┌──
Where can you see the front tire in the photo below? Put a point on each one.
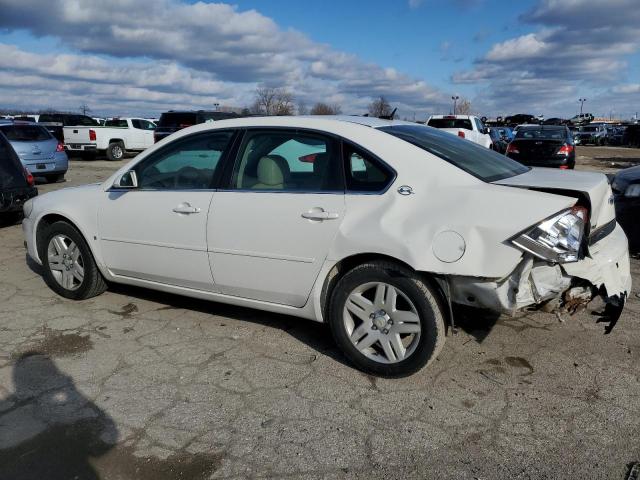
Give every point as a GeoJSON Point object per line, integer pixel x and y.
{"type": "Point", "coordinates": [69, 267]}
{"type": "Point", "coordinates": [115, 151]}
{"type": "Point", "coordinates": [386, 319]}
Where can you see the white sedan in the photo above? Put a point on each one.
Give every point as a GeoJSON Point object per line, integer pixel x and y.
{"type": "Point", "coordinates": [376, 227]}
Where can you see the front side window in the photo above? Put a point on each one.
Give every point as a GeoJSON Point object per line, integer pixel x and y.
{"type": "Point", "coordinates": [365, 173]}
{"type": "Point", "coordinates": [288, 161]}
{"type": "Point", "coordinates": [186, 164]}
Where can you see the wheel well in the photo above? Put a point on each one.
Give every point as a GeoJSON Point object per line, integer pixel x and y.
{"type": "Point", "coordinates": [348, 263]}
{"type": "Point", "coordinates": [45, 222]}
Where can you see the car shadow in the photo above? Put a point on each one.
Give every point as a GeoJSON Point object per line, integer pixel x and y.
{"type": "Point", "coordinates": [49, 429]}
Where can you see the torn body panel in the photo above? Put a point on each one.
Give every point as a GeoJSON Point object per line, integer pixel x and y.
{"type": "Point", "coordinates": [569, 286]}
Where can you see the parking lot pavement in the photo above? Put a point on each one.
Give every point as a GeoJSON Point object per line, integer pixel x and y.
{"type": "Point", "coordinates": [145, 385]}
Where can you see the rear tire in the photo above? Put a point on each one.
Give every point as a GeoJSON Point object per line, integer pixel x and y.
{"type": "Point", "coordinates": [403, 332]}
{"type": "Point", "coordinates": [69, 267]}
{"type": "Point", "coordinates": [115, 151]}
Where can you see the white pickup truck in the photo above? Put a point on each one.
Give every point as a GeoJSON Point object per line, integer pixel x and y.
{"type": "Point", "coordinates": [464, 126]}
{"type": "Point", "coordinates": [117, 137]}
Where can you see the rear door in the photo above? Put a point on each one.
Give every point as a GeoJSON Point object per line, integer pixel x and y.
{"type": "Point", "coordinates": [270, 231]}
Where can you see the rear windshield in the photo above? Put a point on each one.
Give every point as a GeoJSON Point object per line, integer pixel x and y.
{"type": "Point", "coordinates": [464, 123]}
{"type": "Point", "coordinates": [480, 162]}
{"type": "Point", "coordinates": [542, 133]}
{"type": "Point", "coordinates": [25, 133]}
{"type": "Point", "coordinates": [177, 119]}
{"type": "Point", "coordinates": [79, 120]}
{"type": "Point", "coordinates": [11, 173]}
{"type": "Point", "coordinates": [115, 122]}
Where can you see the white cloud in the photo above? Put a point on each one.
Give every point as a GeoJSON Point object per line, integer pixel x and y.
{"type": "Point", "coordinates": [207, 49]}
└──
## [Exercise]
Repeat word for word the lines running from the line containing "Where can you see the white pickup" to the end of the entries above, inclusive.

## [Response for this exercise]
Where can you see the white pickup truck in the photo above? Put a point on each one.
Give every point as a GeoJSON Point object per line, integer pixel x and y.
{"type": "Point", "coordinates": [464, 126]}
{"type": "Point", "coordinates": [117, 137]}
Where can you see the rear door in the photo above? Put a point on each one.
Give every point as a GeoJSON Point object per line, integer pixel x and y.
{"type": "Point", "coordinates": [270, 231]}
Where can you see the rear windshield in the photo above? Put a point on each one.
Give every point as a GeoJSON Point object per line, integer pixel x and y.
{"type": "Point", "coordinates": [464, 123]}
{"type": "Point", "coordinates": [480, 162]}
{"type": "Point", "coordinates": [542, 133]}
{"type": "Point", "coordinates": [25, 133]}
{"type": "Point", "coordinates": [177, 119]}
{"type": "Point", "coordinates": [79, 120]}
{"type": "Point", "coordinates": [11, 173]}
{"type": "Point", "coordinates": [115, 122]}
Where can you see the white cloud in the photo above? Put a point on each one.
Give every point as a GeoJSON Point object per line, integer pixel x and y.
{"type": "Point", "coordinates": [207, 49]}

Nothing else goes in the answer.